#### [PARTS OF THE EXERCISE]
**1.** List the wildlife that the passage on fruiting in Lopé National Park names as affected by having less fruit in the ecosystem.
**2.** Reproduce word for word the stretch of the passage on fruiting in Lopé National Park from "Dr Emma Bush, Faculty" through "to climate change.".

#### [TEXT PROVIDED]
In Lopé National Park, certain tree species depend on a dip in temperature to promote flowering but warmer temperatures may indicate that this crucial cue to producing fruit is being overlooked.

The massive collapse in fruiting among more than 70 tree species studied at Lopé National Park, Gabon may be due to species missing the environmental cue to bear fruit, because of increased temperatures and less rainfall. Less fruit in the ecosystem will have huge impacts on forest dynamics such as seed dispersal, plant reproduction and food availability for wildlife such as forest elephants, chimpanzees, and gorillas.

Dr Emma Bush, Faculty of Natural Sciences, University of Stirling

The University of Stirling is an innovator in tropical ecology research and had founded the world’s leading Station d’Etudes des Gorilles et Chimpanzes (SEGC-The Gorilla and Chimpanzee Research Station) with the Centre Internationale de Recherches Médicales de Franceville (CIRMF, The International Medical Research Centre in Franceville) in Lopé National Park, central Gabon, in 1983.

This 37-year, ongoing partnership between the Government of Gabon and the University of Stirling has produced an exclusive data set that enables scientists to track how the wildlife of the Congo Basin and rainforests are responding to climate change.

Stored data
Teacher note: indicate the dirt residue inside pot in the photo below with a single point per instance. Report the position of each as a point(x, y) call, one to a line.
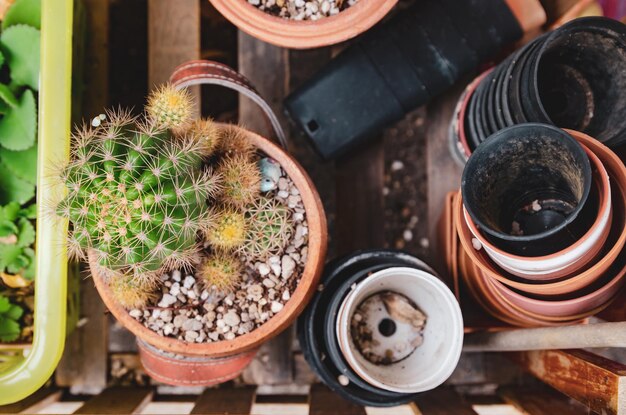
point(302, 9)
point(387, 327)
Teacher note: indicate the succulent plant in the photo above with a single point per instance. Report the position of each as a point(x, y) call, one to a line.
point(234, 141)
point(137, 192)
point(131, 292)
point(227, 230)
point(241, 180)
point(268, 229)
point(220, 271)
point(10, 315)
point(169, 107)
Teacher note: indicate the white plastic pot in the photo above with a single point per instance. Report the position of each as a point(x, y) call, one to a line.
point(431, 363)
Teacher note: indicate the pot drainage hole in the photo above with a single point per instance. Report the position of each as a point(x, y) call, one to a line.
point(387, 327)
point(540, 216)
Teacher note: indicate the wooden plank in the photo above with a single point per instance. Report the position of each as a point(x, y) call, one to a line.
point(323, 401)
point(595, 381)
point(444, 173)
point(360, 204)
point(34, 403)
point(266, 66)
point(443, 401)
point(541, 401)
point(117, 400)
point(173, 38)
point(84, 362)
point(231, 401)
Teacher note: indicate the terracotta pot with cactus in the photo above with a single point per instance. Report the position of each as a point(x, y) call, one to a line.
point(203, 239)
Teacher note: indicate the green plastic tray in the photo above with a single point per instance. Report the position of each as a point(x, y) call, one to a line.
point(27, 374)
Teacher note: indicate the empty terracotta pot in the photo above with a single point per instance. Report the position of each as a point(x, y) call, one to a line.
point(306, 33)
point(242, 346)
point(573, 257)
point(525, 189)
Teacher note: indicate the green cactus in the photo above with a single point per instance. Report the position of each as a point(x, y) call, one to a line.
point(228, 230)
point(241, 180)
point(220, 271)
point(268, 229)
point(136, 195)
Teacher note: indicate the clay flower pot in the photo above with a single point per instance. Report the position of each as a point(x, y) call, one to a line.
point(425, 367)
point(527, 187)
point(244, 345)
point(570, 259)
point(304, 34)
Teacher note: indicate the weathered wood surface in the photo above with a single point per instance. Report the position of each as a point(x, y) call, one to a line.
point(322, 401)
point(117, 400)
point(34, 403)
point(595, 381)
point(173, 38)
point(232, 401)
point(443, 401)
point(541, 401)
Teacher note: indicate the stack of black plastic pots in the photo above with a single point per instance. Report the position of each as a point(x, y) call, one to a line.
point(317, 325)
point(573, 78)
point(397, 67)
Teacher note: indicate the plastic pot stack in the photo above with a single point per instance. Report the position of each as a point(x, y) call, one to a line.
point(326, 329)
point(572, 77)
point(540, 221)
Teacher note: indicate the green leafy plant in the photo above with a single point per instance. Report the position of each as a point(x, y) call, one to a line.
point(10, 315)
point(17, 235)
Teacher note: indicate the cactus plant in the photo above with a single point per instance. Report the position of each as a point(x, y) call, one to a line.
point(130, 292)
point(220, 271)
point(169, 107)
point(227, 230)
point(137, 192)
point(268, 229)
point(241, 180)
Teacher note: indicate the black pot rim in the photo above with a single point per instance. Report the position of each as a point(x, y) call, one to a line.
point(486, 146)
point(591, 24)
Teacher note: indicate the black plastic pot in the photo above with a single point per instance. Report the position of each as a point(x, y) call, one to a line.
point(572, 77)
point(358, 94)
point(316, 325)
point(525, 188)
point(579, 80)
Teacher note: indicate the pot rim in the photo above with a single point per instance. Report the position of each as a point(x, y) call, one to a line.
point(618, 170)
point(552, 231)
point(342, 327)
point(304, 34)
point(604, 210)
point(311, 274)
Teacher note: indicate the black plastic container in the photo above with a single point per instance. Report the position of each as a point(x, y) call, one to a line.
point(573, 78)
point(370, 85)
point(316, 325)
point(525, 188)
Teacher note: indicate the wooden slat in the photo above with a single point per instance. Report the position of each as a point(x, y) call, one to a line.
point(360, 204)
point(593, 380)
point(84, 362)
point(541, 401)
point(117, 400)
point(173, 38)
point(34, 403)
point(231, 401)
point(443, 401)
point(323, 401)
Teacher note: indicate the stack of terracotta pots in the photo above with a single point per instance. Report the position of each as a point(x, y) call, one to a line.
point(541, 225)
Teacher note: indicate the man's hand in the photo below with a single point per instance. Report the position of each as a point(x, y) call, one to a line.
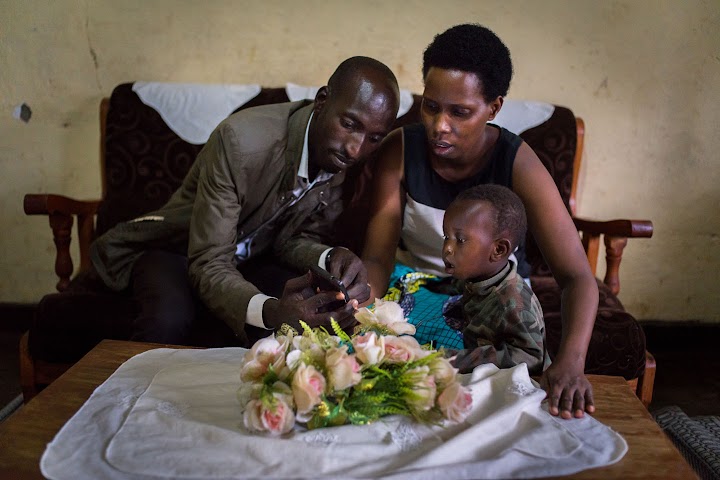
point(345, 265)
point(568, 390)
point(300, 302)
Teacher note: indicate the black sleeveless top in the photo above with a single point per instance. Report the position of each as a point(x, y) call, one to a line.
point(425, 188)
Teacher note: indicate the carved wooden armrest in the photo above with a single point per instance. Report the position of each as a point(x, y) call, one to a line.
point(615, 234)
point(61, 210)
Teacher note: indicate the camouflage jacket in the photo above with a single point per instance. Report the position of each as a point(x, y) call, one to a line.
point(503, 324)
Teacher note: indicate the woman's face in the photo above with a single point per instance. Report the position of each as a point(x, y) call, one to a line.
point(455, 112)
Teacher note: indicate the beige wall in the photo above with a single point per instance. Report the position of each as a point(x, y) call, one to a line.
point(645, 76)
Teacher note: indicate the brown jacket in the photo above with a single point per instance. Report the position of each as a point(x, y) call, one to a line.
point(240, 184)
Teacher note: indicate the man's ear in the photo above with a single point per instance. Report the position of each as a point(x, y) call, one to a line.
point(495, 107)
point(320, 98)
point(501, 249)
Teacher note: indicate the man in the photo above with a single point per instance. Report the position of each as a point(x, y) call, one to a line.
point(268, 181)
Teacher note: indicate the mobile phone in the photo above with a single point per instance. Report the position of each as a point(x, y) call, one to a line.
point(321, 279)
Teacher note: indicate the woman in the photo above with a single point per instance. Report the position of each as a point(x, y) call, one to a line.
point(467, 71)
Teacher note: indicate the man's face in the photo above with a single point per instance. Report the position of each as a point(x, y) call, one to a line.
point(349, 124)
point(470, 243)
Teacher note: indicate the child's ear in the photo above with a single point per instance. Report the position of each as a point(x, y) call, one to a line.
point(501, 249)
point(320, 98)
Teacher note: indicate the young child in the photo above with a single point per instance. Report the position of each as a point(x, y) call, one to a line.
point(502, 322)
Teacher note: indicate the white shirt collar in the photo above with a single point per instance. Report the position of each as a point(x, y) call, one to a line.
point(304, 158)
point(305, 161)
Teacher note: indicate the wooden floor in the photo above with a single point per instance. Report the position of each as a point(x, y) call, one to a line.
point(687, 362)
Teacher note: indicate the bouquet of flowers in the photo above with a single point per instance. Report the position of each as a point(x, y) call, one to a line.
point(320, 380)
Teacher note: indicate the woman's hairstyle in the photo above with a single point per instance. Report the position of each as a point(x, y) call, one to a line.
point(474, 49)
point(510, 215)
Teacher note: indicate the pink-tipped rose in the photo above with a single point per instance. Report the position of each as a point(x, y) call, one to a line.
point(455, 402)
point(422, 395)
point(343, 369)
point(307, 386)
point(369, 348)
point(276, 417)
point(267, 351)
point(402, 349)
point(388, 314)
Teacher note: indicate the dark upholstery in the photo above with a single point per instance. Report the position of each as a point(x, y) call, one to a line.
point(146, 162)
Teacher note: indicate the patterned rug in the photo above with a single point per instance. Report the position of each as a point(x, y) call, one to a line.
point(697, 438)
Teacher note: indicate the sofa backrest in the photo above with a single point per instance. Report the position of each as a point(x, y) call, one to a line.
point(144, 162)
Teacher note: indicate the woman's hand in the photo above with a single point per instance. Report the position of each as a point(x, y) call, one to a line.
point(569, 393)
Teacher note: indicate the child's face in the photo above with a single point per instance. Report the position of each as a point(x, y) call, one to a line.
point(469, 249)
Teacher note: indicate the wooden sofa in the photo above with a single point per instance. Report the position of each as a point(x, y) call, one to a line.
point(143, 161)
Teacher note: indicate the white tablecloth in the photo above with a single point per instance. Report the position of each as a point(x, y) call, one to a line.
point(174, 414)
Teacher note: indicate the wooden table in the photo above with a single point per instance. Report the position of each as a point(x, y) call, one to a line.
point(25, 434)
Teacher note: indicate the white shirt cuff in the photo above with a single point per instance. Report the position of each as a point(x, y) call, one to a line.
point(323, 257)
point(254, 313)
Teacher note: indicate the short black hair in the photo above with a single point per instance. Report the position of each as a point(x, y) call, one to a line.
point(474, 49)
point(353, 66)
point(510, 214)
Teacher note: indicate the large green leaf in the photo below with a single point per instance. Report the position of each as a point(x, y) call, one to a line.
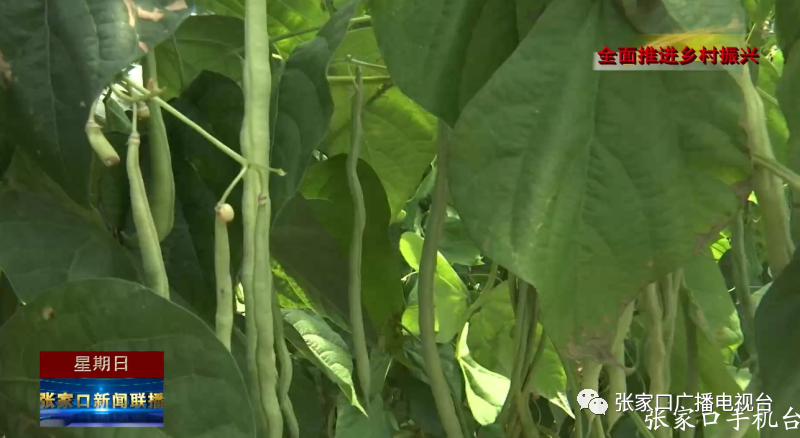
point(778, 328)
point(441, 52)
point(399, 137)
point(352, 423)
point(449, 292)
point(195, 47)
point(115, 315)
point(283, 17)
point(551, 176)
point(329, 350)
point(56, 59)
point(486, 390)
point(381, 290)
point(712, 376)
point(455, 243)
point(304, 106)
point(787, 18)
point(313, 258)
point(44, 243)
point(307, 403)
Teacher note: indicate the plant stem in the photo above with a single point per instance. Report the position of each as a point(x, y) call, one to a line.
point(768, 187)
point(256, 147)
point(591, 380)
point(152, 259)
point(162, 202)
point(655, 345)
point(222, 272)
point(521, 328)
point(286, 370)
point(778, 169)
point(232, 185)
point(356, 243)
point(617, 383)
point(527, 388)
point(366, 79)
point(427, 270)
point(572, 390)
point(742, 281)
point(296, 33)
point(130, 98)
point(691, 353)
point(641, 427)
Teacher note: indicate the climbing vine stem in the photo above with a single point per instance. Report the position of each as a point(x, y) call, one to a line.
point(768, 187)
point(427, 270)
point(152, 259)
point(356, 242)
point(257, 210)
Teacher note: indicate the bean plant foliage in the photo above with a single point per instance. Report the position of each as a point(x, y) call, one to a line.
point(401, 219)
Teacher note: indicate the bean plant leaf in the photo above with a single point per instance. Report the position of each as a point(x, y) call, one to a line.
point(712, 374)
point(486, 390)
point(328, 348)
point(399, 137)
point(769, 76)
point(56, 62)
point(449, 292)
point(381, 290)
point(351, 422)
point(777, 326)
point(787, 15)
point(193, 48)
point(441, 52)
point(712, 16)
point(544, 179)
point(304, 106)
point(202, 173)
point(716, 315)
point(124, 317)
point(43, 244)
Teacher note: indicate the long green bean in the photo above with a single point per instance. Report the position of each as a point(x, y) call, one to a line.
point(356, 244)
point(427, 312)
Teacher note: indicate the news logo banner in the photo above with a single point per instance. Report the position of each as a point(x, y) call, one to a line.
point(101, 388)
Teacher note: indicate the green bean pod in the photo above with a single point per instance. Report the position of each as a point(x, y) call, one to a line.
point(356, 243)
point(108, 155)
point(152, 260)
point(222, 271)
point(256, 205)
point(285, 378)
point(162, 202)
point(427, 313)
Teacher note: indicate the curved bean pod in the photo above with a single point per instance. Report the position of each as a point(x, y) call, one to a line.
point(162, 202)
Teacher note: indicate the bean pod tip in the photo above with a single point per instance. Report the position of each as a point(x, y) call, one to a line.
point(225, 212)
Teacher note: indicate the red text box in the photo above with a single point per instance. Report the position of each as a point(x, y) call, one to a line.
point(101, 364)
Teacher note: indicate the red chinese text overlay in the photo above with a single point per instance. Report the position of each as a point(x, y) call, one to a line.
point(101, 364)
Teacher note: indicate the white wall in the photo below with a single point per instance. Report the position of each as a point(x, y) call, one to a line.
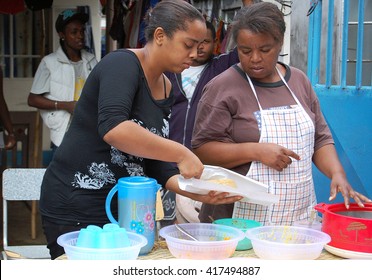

#### [ANSWERS FOR THE EXERCISE]
**1.**
- forest elephants
- chimpanzees
- gorillas

**2.**
Dr Emma Bush, Faculty of Natural Sciences, University of Stirling

The University of Stirling is an innovator in tropical ecology research and had founded the world’s leading Station d’Etudes des Gorilles et Chimpanzes (SEGC-The Gorilla and Chimpanzee Research Station) with the Centre Internationale de Recherches Médicales de Franceville (CIRMF, The International Medical Research Centre in Franceville) in Lopé National Park, central Gabon, in 1983.

This 37-year, ongoing partnership between the Government of Gabon and the University of Stirling has produced an exclusive data set that enables scientists to track how the wildlife of the Congo Basin and rainforests are responding to climate change.